**Uit te voeren taken:**
a – Vat de alinea uit de brontekst die begint met "Bij de decentralisatie van de verantwoordelijkheid" samen als een beknopte opsomming, met behoud van de belangrijkste feiten.
b – Typ het gedeelte van de brontekst over dat begint bij "Rijksdienst voor het Cultureel Erfgoed blijken" en eindigt bij "afzonderlijke steunpunten gegeven.".

-------- Brontekst --------

Bij de decentralisatie van de verantwoordelijkheid van de steunpunten naar provincies maakten IPO en de minister van OCW afspraken. Die afspraken kregen nog een nadere uitwerking in een gezamenlijke brief van de Rijksdienst voor het Cultureel Erfgoed en de steunpunten aan de colleges van B&W van de Nederlandse gemeenten van 21 oktober 2010. In bijlage 3 van deze rapportage staat een overzicht van de gemaakte afspraken. We vroegen provincies en steunpunten of de afspraken zijn nagekomen, zowel praktisch/procesmatig als inhoudelijk. Uit de resultaten van ons onderzoek overheerst het beeld dat de afspraken inderdaad voor het overgrote deel zijn nagekomen.

Een aantal terugkerende uitzonderingen is:

 De positie van RCE: de afspraken over de taakverdeling tussen het steunpunt en de

Rijksdienst voor het Cultureel Erfgoed blijken terugkijkend niet afdoende te zijn geweest. In de praktijk is dit zichtbaar door soms een overlap in werkzaamheden tussen steunpunt en Rijksdienst en een tekort aan afstemming over taken en werkzaamheden tussen beide.

 Afgesproken is dat steunpunten en RCE zich via de secretaris van monumentencommissies inzetten om informatie over erfgoedbeleid aan commissies door te spelen en deskundigheid waar nodig te vergroten. Aan deze afspraak wordt in de praktijk niet altijd uitvoering gegeven.

RCE heeft wel een cursus voor monumentencommissies opgezet en die met afzonderlijke steunpunten gegeven.

 Provincies vinden dat de steunpunten hun rol meer kunnen pakken op (nieuwe) onderwerpen als herbestemming en cultuurhistorie in ruimtelijke ontwikkeling.

-------- Aangeleverde gegevens --------

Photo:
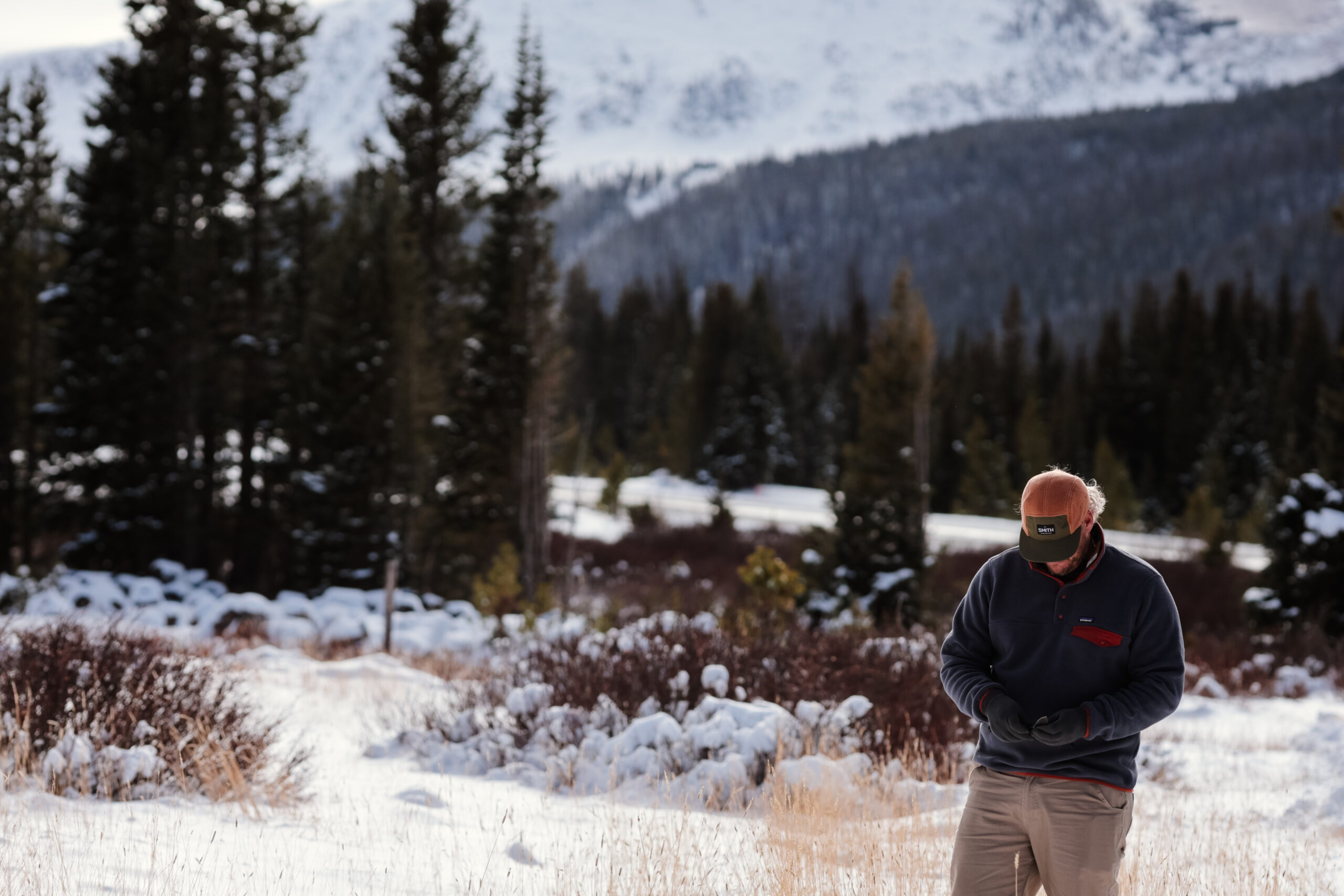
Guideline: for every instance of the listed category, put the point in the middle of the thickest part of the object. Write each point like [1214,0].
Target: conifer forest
[217,355]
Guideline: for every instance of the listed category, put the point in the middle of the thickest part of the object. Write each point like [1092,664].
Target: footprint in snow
[421,798]
[522,855]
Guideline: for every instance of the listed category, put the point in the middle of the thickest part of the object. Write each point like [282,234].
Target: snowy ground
[796,510]
[1238,797]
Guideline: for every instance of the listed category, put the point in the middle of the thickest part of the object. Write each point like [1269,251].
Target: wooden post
[389,604]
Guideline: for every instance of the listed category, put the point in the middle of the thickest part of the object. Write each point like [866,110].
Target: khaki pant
[1066,835]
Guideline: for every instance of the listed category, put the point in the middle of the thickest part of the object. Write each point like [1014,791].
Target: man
[1064,649]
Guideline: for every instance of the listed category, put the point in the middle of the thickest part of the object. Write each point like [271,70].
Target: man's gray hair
[1096,499]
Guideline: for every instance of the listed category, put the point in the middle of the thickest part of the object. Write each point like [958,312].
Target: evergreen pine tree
[673,345]
[752,440]
[985,488]
[713,371]
[437,89]
[1186,343]
[1309,367]
[514,373]
[1033,437]
[342,430]
[270,38]
[1012,379]
[879,531]
[1122,507]
[585,336]
[38,260]
[139,325]
[27,253]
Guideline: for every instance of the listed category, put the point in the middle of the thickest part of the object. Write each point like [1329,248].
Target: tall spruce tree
[437,89]
[437,92]
[585,335]
[270,51]
[138,328]
[346,505]
[750,437]
[27,256]
[512,356]
[881,537]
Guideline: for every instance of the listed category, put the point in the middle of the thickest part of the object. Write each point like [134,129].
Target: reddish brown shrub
[1245,662]
[898,675]
[125,690]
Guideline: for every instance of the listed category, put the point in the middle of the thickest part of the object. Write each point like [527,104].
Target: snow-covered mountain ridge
[674,82]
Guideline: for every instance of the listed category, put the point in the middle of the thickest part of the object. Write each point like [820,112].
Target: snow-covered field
[1238,797]
[796,510]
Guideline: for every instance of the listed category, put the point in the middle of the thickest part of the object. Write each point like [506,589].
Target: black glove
[1004,718]
[1062,729]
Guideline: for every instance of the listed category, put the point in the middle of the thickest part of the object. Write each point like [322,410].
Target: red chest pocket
[1100,637]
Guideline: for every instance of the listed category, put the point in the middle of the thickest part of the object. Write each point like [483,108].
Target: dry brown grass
[125,690]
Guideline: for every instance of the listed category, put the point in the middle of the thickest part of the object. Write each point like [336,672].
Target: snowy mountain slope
[673,82]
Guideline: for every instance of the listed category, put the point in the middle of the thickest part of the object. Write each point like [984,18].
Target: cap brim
[1052,551]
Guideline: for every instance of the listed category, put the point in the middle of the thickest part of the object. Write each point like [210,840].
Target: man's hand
[1006,718]
[1065,727]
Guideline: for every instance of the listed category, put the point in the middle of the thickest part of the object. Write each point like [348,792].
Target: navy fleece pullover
[1108,641]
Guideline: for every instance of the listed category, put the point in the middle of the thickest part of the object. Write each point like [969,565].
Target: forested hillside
[1074,212]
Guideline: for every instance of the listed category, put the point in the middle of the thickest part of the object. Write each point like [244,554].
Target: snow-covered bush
[1306,535]
[1288,662]
[673,666]
[124,715]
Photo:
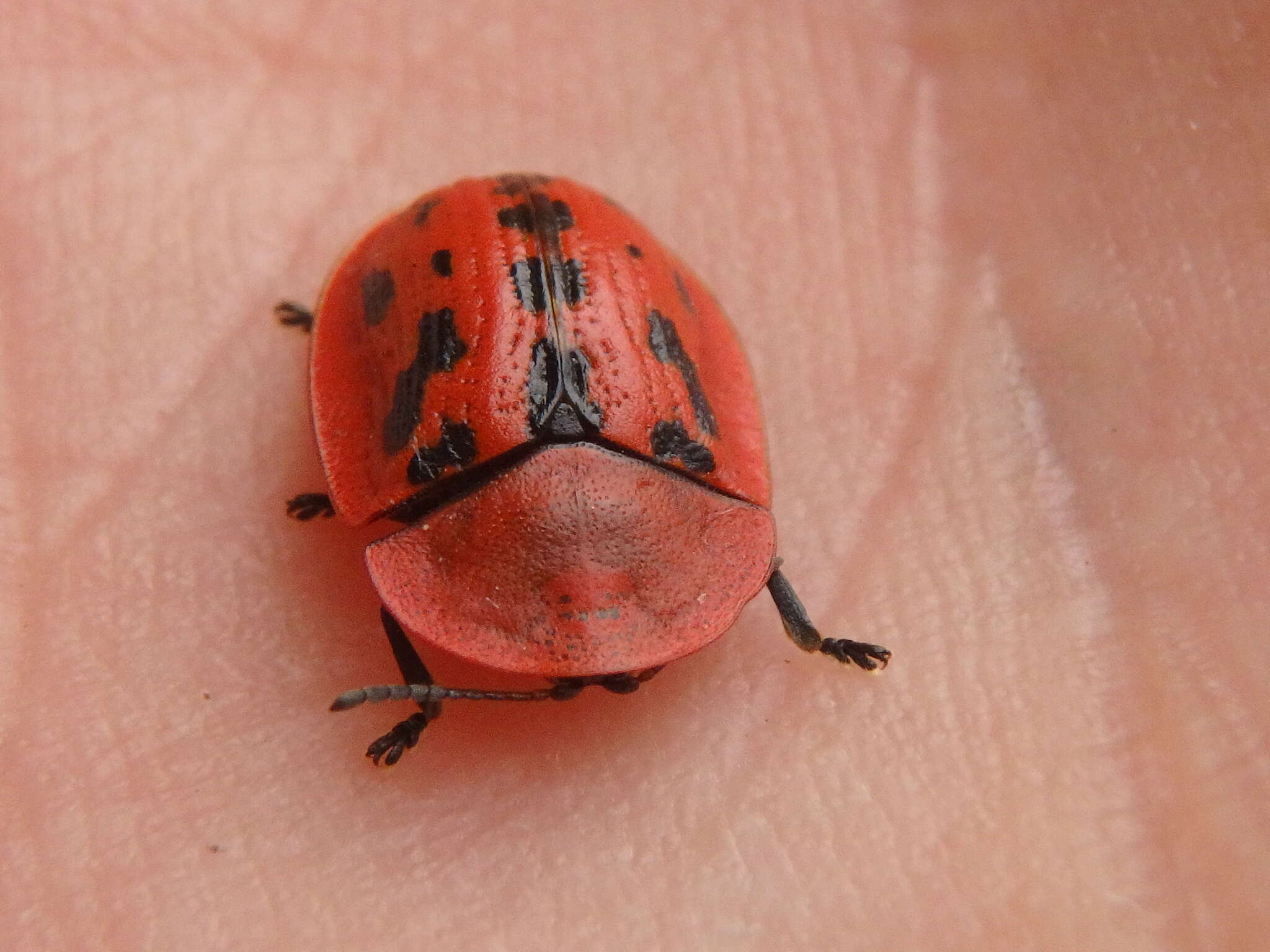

--------

**Oplossingen hieronder:**
a –
- Bij de decentralisatie van de verantwoordelijkheid voor de steunpunten naar de provincies maakten IPO en de minister van OCW afspraken.
- Deze afspraken zijn nader uitgewerkt in een gezamenlijke brief van de Rijksdienst voor het Cultureel Erfgoed en de steunpunten aan de colleges van B&W van de Nederlandse gemeenten, gedateerd 21 oktober 2010.
- Bijlage 3 van de rapportage geeft een overzicht van de afspraken.
- Aan provincies en steunpunten is gevraagd of de afspraken zowel praktisch/procesmatig als inhoudelijk zijn nagekomen.
- Het overheersende beeld is dat de afspraken voor het overgrote deel zijn nagekomen.

b –
Rijksdienst voor het Cultureel Erfgoed blijken terugkijkend niet afdoende te zijn geweest. In de praktijk is dit zichtbaar door soms een overlap in werkzaamheden tussen steunpunt en Rijksdienst en een tekort aan afstemming over taken en werkzaamheden tussen beide.

 Afgesproken is dat steunpunten en RCE zich via de secretaris van monumentencommissies inzetten om informatie over erfgoedbeleid aan commissies door te spelen en deskundigheid waar nodig te vergroten. Aan deze afspraak wordt in de praktijk niet altijd uitvoering gegeven.

RCE heeft wel een cursus voor monumentencommissies opgezet en die met afzonderlijke steunpunten gegeven.